+++ Text block +++

Produces a dendrogram to visualize cluster merging.
Slower than K-Means on large datasets due to repeated distance calculations.

  

6.1.2.2 Divisive Clustering

Definition: A top-down approach that starts with all data in one cluster and recursively splits it into smaller clusters.

    🧾 Example:

    - Separating academic departments from a university-wide dataset.

    - Breaking down a customer base from general to specific segments.

    💡 Key Points:
    Opposite of agglomerative — starts big and splits downward.
Less commonly used due to higher computational complexity.
Useful when the natural grouping is known to start large.

  

6.1.2.3 Dendrograms

Definition: A dendrogram is a tree-like diagram that records the sequences of merges or splits in hierarchical clustering.

    🧾 Example:

    - Visualizing how different types of wines group based on taste features.

    - Showing user communities in a social media clustering analysis.

    💡 Key Points:
    Shows the entire clustering process and merging steps.
Cutting the dendrogram at a specific height reveals K clusters.
Helps evaluate natural grouping and hierarchy in the data.

  

6.2 Association

Definition: Association learning is a rule-based machine learning method for discovering interesting relations between variables in large datasets.

+++

§ **Given instruction A**
Print the lines of the records exactly, starting at the line that contains "Where can you spot the fog" and continuing through the last line of the records.
The text and the records have no connection to each other.

+++ Data for this task +++

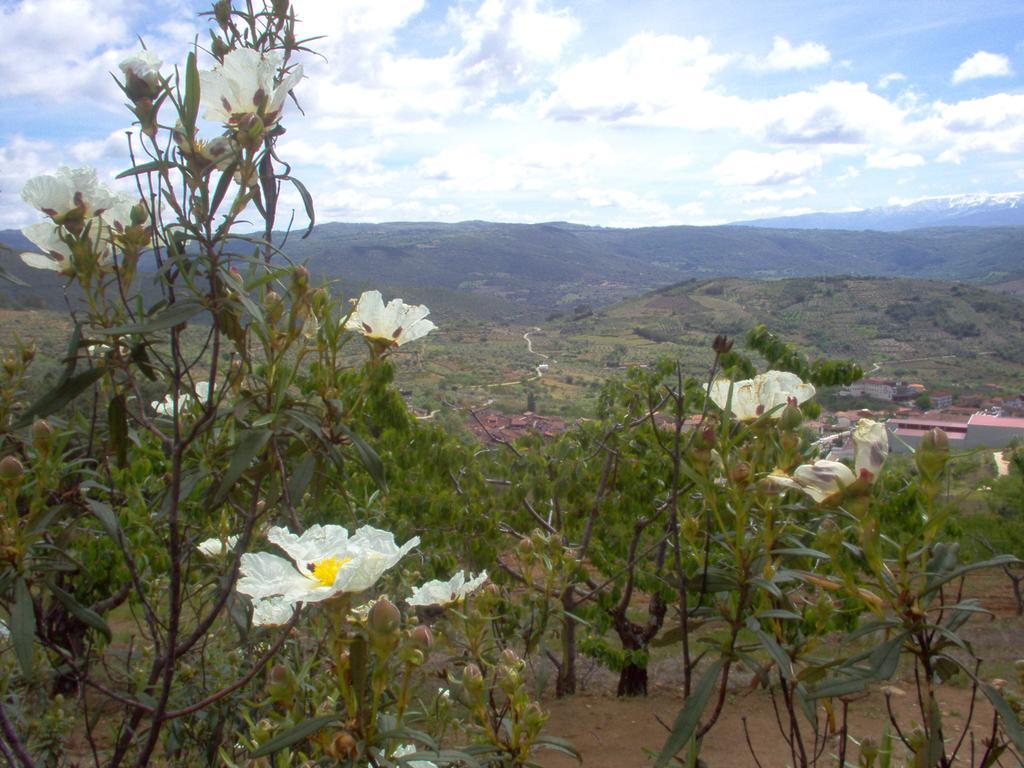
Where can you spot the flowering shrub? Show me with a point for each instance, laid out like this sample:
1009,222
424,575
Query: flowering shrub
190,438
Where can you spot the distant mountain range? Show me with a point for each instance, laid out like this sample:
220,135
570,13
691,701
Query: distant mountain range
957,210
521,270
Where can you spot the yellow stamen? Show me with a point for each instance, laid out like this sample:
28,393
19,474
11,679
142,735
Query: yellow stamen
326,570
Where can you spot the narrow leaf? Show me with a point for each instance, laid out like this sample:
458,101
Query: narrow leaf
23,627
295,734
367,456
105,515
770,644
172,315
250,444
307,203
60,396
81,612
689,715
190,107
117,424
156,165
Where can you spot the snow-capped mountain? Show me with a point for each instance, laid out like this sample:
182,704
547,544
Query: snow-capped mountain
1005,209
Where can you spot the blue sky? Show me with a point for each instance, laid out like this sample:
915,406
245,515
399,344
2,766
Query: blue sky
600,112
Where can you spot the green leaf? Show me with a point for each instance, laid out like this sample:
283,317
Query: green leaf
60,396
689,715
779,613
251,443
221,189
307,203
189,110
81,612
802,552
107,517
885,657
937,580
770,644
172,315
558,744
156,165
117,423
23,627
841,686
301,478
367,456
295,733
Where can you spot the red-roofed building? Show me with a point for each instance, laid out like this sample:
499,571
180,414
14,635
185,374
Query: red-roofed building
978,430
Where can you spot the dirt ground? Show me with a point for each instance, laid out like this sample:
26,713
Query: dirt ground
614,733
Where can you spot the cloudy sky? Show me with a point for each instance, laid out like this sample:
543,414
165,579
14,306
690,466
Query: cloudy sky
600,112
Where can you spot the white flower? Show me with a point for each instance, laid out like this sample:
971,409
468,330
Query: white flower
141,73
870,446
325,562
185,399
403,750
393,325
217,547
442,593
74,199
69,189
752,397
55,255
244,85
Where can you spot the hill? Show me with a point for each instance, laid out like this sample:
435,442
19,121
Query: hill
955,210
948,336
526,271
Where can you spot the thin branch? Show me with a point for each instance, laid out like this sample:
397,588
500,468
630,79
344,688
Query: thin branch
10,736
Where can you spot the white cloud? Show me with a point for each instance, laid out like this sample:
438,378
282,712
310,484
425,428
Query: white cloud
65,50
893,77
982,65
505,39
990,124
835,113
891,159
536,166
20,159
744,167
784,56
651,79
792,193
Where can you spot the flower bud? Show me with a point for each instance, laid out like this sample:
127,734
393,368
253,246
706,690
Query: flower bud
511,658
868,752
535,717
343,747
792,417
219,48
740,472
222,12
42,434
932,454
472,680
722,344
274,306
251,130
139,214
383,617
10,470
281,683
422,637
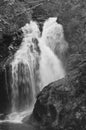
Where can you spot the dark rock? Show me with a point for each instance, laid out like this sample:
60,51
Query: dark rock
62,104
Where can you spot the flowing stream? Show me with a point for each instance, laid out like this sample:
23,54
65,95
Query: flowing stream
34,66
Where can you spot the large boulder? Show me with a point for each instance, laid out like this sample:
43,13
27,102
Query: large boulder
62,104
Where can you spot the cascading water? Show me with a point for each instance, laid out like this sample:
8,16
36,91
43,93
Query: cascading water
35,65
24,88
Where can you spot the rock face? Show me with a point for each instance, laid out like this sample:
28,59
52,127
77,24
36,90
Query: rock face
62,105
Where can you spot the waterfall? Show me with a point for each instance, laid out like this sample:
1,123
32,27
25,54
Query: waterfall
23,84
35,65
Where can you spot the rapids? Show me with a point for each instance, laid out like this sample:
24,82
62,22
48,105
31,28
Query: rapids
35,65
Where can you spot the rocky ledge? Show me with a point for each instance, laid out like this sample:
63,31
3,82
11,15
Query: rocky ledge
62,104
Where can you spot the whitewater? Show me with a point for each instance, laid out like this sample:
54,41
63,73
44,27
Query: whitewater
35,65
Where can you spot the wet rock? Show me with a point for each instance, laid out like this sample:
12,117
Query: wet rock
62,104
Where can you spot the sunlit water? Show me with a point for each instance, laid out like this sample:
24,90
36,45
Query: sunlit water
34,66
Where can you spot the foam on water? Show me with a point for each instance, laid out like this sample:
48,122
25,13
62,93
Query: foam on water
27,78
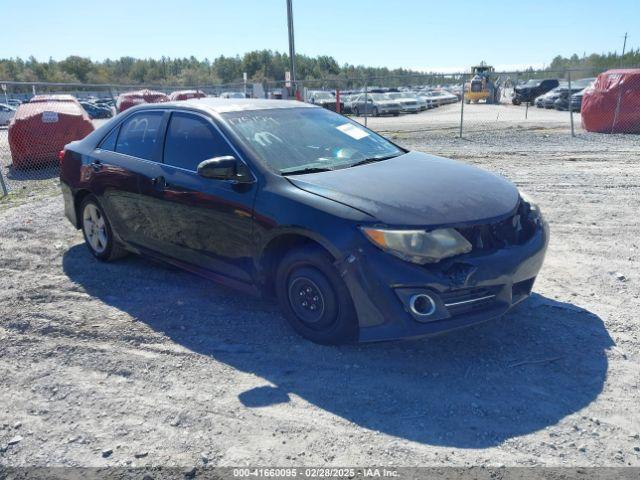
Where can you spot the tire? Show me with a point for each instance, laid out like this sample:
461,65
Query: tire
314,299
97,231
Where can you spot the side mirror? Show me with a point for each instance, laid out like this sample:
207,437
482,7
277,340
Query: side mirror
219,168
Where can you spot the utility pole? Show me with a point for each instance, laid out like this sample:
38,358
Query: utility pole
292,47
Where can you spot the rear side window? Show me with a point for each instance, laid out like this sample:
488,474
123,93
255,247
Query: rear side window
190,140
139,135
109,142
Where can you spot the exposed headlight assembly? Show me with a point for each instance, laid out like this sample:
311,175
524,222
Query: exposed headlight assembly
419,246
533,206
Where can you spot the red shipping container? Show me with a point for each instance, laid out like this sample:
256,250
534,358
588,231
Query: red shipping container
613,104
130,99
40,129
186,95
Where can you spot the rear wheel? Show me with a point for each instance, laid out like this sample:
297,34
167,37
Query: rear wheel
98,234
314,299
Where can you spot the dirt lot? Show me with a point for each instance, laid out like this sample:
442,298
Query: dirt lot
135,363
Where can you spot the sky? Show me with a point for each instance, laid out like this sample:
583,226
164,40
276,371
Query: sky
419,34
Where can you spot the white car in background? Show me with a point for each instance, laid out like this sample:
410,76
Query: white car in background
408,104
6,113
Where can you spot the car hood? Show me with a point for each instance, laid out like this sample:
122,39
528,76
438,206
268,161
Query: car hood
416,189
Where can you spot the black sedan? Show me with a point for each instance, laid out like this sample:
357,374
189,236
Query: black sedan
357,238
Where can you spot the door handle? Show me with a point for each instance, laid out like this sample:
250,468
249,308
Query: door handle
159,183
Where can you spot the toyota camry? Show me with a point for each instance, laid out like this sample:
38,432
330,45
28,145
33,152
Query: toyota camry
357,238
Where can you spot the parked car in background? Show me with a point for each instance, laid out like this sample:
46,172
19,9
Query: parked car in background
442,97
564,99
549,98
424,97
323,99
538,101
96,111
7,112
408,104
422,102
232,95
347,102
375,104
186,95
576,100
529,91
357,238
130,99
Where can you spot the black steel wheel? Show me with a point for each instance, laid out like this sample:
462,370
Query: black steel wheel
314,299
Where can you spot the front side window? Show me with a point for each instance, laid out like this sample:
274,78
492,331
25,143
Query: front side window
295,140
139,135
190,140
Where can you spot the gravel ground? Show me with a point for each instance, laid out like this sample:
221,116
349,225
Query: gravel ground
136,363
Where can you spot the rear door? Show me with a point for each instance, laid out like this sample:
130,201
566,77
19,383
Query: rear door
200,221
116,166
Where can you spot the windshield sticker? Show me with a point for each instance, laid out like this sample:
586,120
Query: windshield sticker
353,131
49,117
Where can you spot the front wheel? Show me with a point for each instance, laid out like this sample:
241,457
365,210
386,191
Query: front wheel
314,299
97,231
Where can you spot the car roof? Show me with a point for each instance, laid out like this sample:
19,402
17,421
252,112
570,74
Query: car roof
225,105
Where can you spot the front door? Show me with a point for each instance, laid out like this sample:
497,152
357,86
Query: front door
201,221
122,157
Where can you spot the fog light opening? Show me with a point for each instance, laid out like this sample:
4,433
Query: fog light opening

+++

§ **Given instruction B**
Return the passage of the clustering text from "6.1.2.2 Divisive Clustering" to "to start large.", copied word for word.

§ **Answer A**
Where can you spot the fog light opening? Show me with a point for each instance, laid out like this sample:
4,433
Query: fog light opening

§ **Answer B**
6.1.2.2 Divisive Clustering

Definition: A top-down approach that starts with all data in one cluster and recursively splits it into smaller clusters.

    🧾 Example:

    - Separating academic departments from a university-wide dataset.

    - Breaking down a customer base from general to specific segments.

    💡 Key Points:
    Opposite of agglomerative — starts big and splits downward.
Less commonly used due to higher computational complexity.
Useful when the natural grouping is known to start large.